** Opening Data listing block **

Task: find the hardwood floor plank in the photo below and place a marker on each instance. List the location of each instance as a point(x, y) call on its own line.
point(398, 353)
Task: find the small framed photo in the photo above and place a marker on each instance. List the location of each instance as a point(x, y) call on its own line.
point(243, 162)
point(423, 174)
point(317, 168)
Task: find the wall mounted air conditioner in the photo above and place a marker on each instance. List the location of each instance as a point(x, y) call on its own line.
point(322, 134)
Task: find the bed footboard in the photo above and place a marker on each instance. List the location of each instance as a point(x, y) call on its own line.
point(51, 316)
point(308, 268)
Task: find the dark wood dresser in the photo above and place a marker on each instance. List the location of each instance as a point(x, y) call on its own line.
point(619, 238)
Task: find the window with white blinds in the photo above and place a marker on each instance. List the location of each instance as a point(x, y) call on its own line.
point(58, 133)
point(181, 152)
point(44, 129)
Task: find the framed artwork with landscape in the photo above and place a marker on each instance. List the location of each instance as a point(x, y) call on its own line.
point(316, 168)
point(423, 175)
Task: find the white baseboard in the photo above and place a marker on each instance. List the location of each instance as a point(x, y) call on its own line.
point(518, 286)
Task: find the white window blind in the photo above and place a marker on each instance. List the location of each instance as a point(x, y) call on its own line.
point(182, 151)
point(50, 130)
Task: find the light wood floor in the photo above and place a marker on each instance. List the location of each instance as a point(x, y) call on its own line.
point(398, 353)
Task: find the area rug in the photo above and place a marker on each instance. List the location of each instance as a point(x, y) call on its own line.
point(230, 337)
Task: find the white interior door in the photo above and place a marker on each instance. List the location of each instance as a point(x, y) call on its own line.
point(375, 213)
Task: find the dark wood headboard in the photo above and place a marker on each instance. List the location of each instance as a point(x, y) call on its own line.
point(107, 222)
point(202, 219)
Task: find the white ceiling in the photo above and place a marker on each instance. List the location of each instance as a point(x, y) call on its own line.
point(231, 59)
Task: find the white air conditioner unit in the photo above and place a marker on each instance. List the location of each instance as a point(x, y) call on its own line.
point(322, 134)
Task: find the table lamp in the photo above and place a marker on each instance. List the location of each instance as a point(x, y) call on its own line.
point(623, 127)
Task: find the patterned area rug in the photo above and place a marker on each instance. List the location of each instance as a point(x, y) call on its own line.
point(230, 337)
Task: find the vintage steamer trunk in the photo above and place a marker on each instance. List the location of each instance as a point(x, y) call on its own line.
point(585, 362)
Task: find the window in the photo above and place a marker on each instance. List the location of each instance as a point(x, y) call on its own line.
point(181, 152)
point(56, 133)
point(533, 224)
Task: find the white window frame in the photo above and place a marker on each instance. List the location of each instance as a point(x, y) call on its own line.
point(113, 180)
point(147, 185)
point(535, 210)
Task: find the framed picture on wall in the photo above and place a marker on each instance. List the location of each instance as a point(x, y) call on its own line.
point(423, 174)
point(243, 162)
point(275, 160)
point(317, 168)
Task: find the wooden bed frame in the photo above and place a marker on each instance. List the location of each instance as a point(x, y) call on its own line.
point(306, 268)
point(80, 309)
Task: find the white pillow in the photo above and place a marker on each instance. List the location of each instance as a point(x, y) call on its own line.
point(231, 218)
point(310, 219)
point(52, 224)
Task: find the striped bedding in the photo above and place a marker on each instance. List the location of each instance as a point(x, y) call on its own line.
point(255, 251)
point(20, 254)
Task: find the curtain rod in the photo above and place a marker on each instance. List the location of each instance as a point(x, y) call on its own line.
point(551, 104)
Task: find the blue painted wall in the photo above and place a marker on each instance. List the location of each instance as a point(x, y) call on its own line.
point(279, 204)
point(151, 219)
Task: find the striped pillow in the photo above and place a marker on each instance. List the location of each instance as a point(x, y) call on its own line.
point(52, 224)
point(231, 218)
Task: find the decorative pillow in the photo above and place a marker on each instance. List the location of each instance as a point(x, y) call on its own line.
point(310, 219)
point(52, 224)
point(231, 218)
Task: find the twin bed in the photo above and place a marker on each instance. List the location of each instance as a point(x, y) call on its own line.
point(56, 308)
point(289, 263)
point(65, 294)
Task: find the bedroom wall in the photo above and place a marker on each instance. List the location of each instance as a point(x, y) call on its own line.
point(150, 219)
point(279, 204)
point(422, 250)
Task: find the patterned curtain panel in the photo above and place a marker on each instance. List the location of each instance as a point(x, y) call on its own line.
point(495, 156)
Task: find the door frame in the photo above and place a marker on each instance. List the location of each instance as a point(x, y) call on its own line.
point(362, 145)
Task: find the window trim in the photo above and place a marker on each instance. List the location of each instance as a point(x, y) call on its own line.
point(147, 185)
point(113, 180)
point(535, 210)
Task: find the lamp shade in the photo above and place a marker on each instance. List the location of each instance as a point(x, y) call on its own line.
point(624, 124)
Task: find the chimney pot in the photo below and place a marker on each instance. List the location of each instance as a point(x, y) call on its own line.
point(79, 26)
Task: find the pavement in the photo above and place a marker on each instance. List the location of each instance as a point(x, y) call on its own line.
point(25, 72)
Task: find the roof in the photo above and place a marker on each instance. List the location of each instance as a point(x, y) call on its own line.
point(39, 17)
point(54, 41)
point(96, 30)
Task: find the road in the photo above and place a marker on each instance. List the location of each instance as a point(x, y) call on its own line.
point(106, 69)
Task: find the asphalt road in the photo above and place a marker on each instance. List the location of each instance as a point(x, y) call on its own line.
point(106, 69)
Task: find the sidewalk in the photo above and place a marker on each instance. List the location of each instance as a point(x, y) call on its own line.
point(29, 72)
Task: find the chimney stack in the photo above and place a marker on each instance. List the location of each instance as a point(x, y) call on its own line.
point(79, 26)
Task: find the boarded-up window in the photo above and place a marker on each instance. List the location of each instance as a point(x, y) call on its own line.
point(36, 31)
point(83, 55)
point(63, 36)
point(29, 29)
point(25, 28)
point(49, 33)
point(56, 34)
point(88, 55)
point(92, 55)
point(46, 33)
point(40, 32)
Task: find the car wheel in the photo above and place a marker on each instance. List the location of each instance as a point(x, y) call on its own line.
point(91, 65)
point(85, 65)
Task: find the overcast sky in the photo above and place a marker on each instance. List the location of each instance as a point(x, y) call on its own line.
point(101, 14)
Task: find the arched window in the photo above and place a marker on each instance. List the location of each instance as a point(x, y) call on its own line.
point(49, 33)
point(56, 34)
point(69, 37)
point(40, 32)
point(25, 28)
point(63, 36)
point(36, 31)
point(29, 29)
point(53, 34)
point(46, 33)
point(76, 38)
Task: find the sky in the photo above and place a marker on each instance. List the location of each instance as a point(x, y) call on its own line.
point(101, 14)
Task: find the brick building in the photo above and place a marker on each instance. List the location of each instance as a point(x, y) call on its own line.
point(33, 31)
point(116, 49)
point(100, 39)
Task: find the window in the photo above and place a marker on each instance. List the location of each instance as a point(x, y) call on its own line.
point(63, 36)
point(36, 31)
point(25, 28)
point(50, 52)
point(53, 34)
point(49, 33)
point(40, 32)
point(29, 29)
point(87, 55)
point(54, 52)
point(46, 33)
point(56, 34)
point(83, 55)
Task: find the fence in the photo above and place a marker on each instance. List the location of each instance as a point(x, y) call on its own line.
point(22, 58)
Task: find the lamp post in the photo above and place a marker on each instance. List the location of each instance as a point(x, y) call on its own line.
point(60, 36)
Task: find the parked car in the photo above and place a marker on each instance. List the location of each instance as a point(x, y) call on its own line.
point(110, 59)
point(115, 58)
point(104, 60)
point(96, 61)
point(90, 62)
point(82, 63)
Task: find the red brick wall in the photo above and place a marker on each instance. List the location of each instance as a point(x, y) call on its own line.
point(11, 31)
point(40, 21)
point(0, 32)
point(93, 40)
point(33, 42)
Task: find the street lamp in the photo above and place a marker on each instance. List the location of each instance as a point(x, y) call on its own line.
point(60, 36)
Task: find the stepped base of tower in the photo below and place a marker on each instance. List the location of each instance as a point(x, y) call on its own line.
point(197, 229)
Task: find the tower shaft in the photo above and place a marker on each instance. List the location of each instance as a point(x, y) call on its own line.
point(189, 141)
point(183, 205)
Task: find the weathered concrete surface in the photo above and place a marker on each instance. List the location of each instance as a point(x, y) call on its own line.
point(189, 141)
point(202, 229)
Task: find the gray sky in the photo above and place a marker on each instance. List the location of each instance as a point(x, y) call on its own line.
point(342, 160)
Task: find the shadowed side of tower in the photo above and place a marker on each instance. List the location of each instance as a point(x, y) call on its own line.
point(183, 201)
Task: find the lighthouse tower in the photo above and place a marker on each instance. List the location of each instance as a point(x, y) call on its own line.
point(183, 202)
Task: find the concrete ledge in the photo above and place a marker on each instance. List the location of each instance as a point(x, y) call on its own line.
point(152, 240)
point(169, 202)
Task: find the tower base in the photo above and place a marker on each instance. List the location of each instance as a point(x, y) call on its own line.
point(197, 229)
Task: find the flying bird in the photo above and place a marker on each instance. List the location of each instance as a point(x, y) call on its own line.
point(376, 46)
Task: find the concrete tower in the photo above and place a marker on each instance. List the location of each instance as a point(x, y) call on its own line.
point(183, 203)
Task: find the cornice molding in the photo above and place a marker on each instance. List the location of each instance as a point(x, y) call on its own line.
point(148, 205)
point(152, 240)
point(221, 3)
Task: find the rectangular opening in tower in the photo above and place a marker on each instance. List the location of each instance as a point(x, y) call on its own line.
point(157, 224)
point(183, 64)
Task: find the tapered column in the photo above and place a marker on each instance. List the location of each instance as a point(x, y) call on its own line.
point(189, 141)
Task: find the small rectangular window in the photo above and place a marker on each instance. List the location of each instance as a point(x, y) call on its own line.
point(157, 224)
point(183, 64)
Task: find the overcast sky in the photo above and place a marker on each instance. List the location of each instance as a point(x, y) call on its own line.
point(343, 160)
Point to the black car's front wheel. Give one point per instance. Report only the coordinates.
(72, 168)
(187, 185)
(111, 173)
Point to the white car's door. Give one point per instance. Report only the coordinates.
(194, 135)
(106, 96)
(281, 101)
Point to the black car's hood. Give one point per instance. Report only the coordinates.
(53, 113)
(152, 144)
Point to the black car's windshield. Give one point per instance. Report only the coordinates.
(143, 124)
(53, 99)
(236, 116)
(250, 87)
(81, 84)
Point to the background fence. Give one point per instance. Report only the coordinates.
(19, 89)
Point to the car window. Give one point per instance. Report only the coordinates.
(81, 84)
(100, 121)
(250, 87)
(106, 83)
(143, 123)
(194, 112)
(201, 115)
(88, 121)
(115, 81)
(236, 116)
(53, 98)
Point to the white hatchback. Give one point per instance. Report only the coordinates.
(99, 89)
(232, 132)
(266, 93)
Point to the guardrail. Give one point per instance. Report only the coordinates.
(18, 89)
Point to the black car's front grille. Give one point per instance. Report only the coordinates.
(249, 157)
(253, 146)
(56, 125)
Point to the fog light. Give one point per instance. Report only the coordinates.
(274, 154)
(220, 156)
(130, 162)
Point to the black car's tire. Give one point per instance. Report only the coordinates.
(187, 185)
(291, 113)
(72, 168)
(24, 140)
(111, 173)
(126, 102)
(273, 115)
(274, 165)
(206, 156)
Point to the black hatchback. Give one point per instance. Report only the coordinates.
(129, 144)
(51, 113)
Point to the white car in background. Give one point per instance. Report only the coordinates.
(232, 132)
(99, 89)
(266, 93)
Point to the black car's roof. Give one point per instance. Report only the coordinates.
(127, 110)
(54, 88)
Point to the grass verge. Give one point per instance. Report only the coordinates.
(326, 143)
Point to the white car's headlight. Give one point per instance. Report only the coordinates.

** Closing Data listing block **

» Required work: Return only and exactly the lines from the one that contains "Point to the guardrail." through the final line of the material above.

» Answer for this exercise:
Point to the guardrail. Give one point per instance. Report only the coordinates.
(18, 89)
Point to the black car's front grille. Give one point per instance. Report only the coordinates.
(249, 157)
(253, 146)
(56, 125)
Point to the fog light. Give one point per instance. Report only the coordinates.
(274, 154)
(220, 156)
(130, 162)
Point to the black car's tire. Give one point per instance. Report only the coordinates.
(187, 185)
(291, 113)
(72, 168)
(24, 140)
(111, 173)
(126, 102)
(273, 115)
(274, 165)
(206, 156)
Point to the black hatchback. Give one point per instance. Report only the coordinates.
(129, 144)
(51, 113)
Point to the white car in background. Give one point per instance. Report only the coordinates.
(232, 132)
(99, 89)
(266, 93)
Point to the black car's roof. Give one point per instance. Report only the coordinates.
(127, 110)
(54, 88)
Point to the grass verge. Give one point per instance. Report only the coordinates.
(326, 143)
Point to the white car's headlight. Give one point per instance. Report only the coordinates.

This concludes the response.